Images must not appear in your copy; reproduce every other part of the records exactly.

Start

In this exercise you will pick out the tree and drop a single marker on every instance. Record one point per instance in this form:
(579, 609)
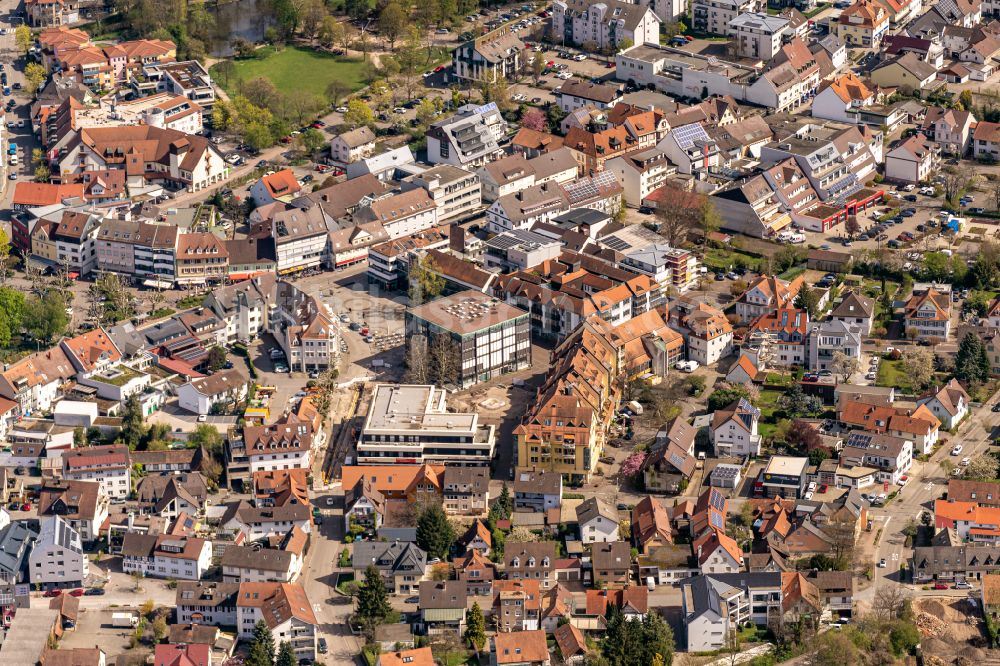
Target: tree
(807, 300)
(732, 644)
(357, 9)
(918, 364)
(972, 364)
(417, 361)
(133, 427)
(12, 310)
(795, 403)
(208, 438)
(425, 283)
(726, 395)
(286, 656)
(434, 533)
(679, 213)
(392, 23)
(312, 140)
(313, 14)
(710, 219)
(845, 365)
(358, 114)
(34, 77)
(23, 38)
(889, 602)
(936, 266)
(802, 435)
(956, 181)
(475, 628)
(982, 468)
(216, 358)
(261, 646)
(373, 602)
(852, 227)
(534, 119)
(45, 317)
(160, 628)
(445, 360)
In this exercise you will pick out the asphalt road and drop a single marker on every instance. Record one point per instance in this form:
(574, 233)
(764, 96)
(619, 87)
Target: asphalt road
(927, 483)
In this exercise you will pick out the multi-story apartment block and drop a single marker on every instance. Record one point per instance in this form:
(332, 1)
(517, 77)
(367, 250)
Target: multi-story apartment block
(352, 146)
(411, 424)
(57, 556)
(166, 555)
(640, 174)
(83, 504)
(408, 212)
(863, 24)
(303, 326)
(52, 13)
(715, 16)
(189, 78)
(277, 446)
(913, 160)
(827, 338)
(519, 250)
(486, 338)
(245, 307)
(526, 208)
(605, 24)
(674, 269)
(456, 192)
(73, 236)
(714, 605)
(467, 139)
(300, 239)
(928, 315)
(490, 57)
(206, 603)
(734, 430)
(758, 36)
(285, 609)
(202, 259)
(389, 262)
(108, 465)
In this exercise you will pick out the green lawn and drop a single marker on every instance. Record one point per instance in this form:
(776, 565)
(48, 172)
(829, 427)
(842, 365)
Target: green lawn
(295, 68)
(892, 373)
(726, 259)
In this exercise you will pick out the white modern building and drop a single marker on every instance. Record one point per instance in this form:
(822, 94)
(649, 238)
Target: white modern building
(108, 465)
(411, 424)
(57, 557)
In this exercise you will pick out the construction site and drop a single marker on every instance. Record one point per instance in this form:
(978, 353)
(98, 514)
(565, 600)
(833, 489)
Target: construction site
(952, 631)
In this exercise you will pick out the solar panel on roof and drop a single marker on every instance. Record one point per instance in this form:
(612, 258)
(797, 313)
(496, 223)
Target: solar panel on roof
(686, 135)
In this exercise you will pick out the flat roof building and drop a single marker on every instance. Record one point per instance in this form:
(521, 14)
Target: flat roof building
(410, 423)
(469, 337)
(784, 476)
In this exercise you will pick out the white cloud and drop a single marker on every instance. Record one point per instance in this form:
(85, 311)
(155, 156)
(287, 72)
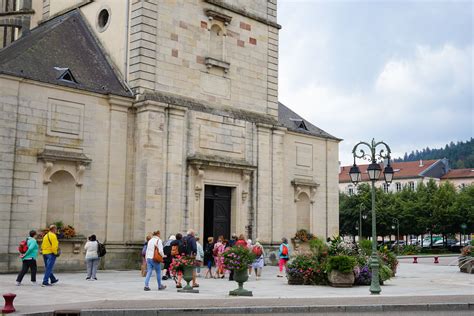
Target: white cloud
(412, 103)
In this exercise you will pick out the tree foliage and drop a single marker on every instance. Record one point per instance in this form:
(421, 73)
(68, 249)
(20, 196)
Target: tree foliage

End

Reply to the exercise >>
In this exercise you will pick out the tree and drop a single marker on every instance. Record one point per instance in this form:
(579, 609)
Target: tree
(807, 300)
(732, 644)
(357, 9)
(918, 364)
(972, 364)
(417, 361)
(133, 427)
(12, 310)
(795, 403)
(208, 438)
(425, 283)
(726, 395)
(286, 656)
(434, 533)
(679, 213)
(392, 23)
(312, 140)
(313, 14)
(710, 219)
(845, 365)
(358, 114)
(34, 77)
(23, 38)
(889, 602)
(936, 266)
(802, 435)
(956, 181)
(475, 628)
(982, 468)
(216, 358)
(261, 646)
(373, 602)
(852, 227)
(534, 119)
(45, 317)
(160, 628)
(445, 360)
In this exercise you will pick out the asphalt road and drop a single marker on every instance. Record one point per instance in this form:
(574, 233)
(764, 96)
(619, 87)
Target: asphalt road
(927, 483)
In this exercise you will pick out the multi-story apartment block and drop a single marker on every instance. Record one point per instance in this form:
(332, 1)
(517, 77)
(367, 250)
Target: multi-story apartment block
(352, 146)
(411, 424)
(57, 556)
(166, 555)
(640, 174)
(83, 504)
(408, 212)
(863, 24)
(303, 326)
(52, 13)
(715, 16)
(189, 78)
(277, 446)
(913, 160)
(827, 338)
(519, 250)
(486, 338)
(245, 307)
(526, 208)
(605, 24)
(674, 269)
(456, 192)
(73, 236)
(714, 605)
(467, 139)
(300, 239)
(928, 315)
(490, 57)
(206, 603)
(734, 430)
(758, 36)
(285, 609)
(202, 259)
(389, 262)
(108, 465)
In this exercise you will pick out the green lawn and drop a single marker on every instance. Record one point per instance in this form:
(776, 565)
(48, 172)
(829, 427)
(842, 365)
Target: green lawn
(295, 68)
(892, 373)
(726, 259)
In this exercise you will pick out the white modern building and drop a single marker on every instance. Record one point per instance in this form:
(822, 94)
(649, 238)
Target: white modern building
(108, 465)
(411, 424)
(57, 557)
In this exercise you will pick out the construction site and drop a single marker on every instance. Record one point per instance in this form:
(978, 353)
(98, 514)
(565, 600)
(833, 489)
Target: construction site
(952, 631)
In this exercise you will pick out the solar panel on roof and drop a single marker on every instance. Record one point per instance in this form:
(612, 258)
(797, 313)
(496, 223)
Target: solar panel on roof
(686, 135)
In this exercise you will pick out the flat roof building and drop a single marker on every instance. Record one point per instance in this form:
(521, 14)
Target: flat roof building
(410, 423)
(469, 337)
(784, 476)
In this exercise you will pick out the white cloud and drop a single marker on every instance. Record one point per instance in this form:
(85, 311)
(155, 156)
(287, 72)
Target: white cloud
(412, 103)
In this exercise you will pick out the tree foliage and drop a single marker on every instance. Record one point per instance in this form:
(421, 73)
(68, 249)
(20, 196)
Target: tree foliage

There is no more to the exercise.